- _What you need to do_
In every one of the entries below, swap "largest circle" for "biggest circle" and leave all other wording unchanged. Leave the pictures out of your answer.

- _Entries shown_
** start **

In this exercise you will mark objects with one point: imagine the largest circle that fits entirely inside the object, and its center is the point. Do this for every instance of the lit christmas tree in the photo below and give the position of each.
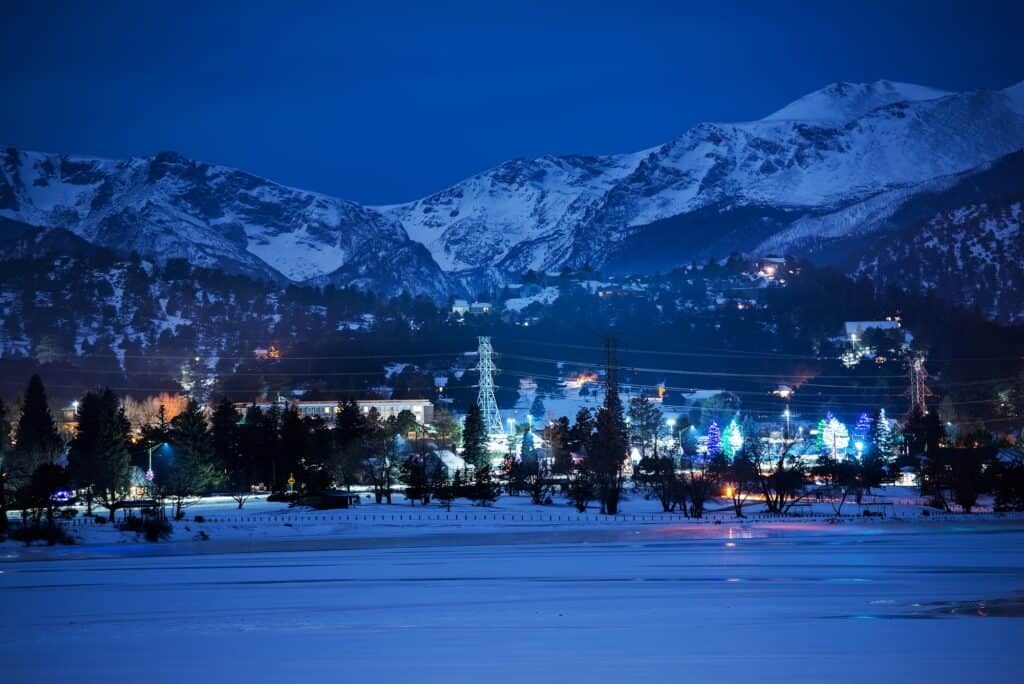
(835, 437)
(819, 443)
(882, 435)
(732, 439)
(714, 439)
(862, 434)
(862, 430)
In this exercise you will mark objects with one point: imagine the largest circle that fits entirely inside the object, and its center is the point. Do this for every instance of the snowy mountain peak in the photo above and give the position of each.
(841, 102)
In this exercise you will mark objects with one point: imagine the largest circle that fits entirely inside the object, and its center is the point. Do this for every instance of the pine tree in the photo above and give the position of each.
(557, 436)
(537, 409)
(714, 439)
(113, 459)
(224, 432)
(4, 455)
(82, 460)
(731, 439)
(485, 490)
(185, 470)
(882, 436)
(606, 460)
(582, 432)
(474, 438)
(37, 440)
(862, 432)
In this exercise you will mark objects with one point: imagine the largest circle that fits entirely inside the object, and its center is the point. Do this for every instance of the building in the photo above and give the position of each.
(460, 307)
(423, 410)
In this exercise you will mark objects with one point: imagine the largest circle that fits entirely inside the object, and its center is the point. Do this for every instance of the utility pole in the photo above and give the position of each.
(485, 397)
(919, 390)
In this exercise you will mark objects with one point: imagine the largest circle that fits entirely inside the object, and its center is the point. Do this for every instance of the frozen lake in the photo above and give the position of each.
(798, 602)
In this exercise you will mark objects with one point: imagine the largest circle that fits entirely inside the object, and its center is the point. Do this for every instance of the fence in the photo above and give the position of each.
(413, 517)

** end **

- _Response to this task_
In this exercise you will mark objects with one point: imagine the biggest circle that fits entirely inside the object, and its center is the point. Do this for every instance of the lit christmas tree in the photo below and give the position of each.
(835, 437)
(819, 443)
(882, 435)
(732, 439)
(714, 439)
(862, 434)
(862, 430)
In this exercise you will mark objects with one point: imagine the biggest circle that fits entirely inside the object, and its center is the point. Do this for every instance of the snowy mountain peak in the photo above and give the position of each.
(841, 102)
In this exercise you will mark objects with one point: imagine the biggest circle that fits entirely inside the object, and its center is the point. Do this for every instance of the pine tree in the photo above and give the position of each.
(557, 436)
(537, 409)
(714, 439)
(113, 459)
(224, 432)
(4, 455)
(82, 460)
(731, 439)
(485, 490)
(185, 470)
(882, 436)
(606, 460)
(582, 432)
(474, 438)
(37, 440)
(862, 432)
In this exercise you will mark objects with one point: imagine the biggest circle that fits entirely inside the object, and its center is the point. Do this for every instance of the building in the photo above and give the position of each.
(460, 307)
(423, 410)
In this exercise you will mark objects with one point: imagine the biggest circle that fits entirely inside the object, and its center is the point. Do this for every instance of the utility pole in the photo above and give the position of each.
(485, 397)
(919, 390)
In this exercise you will mark objects with one point: imagine the biggest circle that fits entirely inside the object, and its center is the point. Do this for every instance of the frozen lake in the photo above and give the position of each.
(798, 602)
In this exercise you will mark objects with one point: imagine the biggest circle that fits entirely inside the object, and its center is the point. Do this for every instance of the fence in the photo above and give the position of each.
(413, 517)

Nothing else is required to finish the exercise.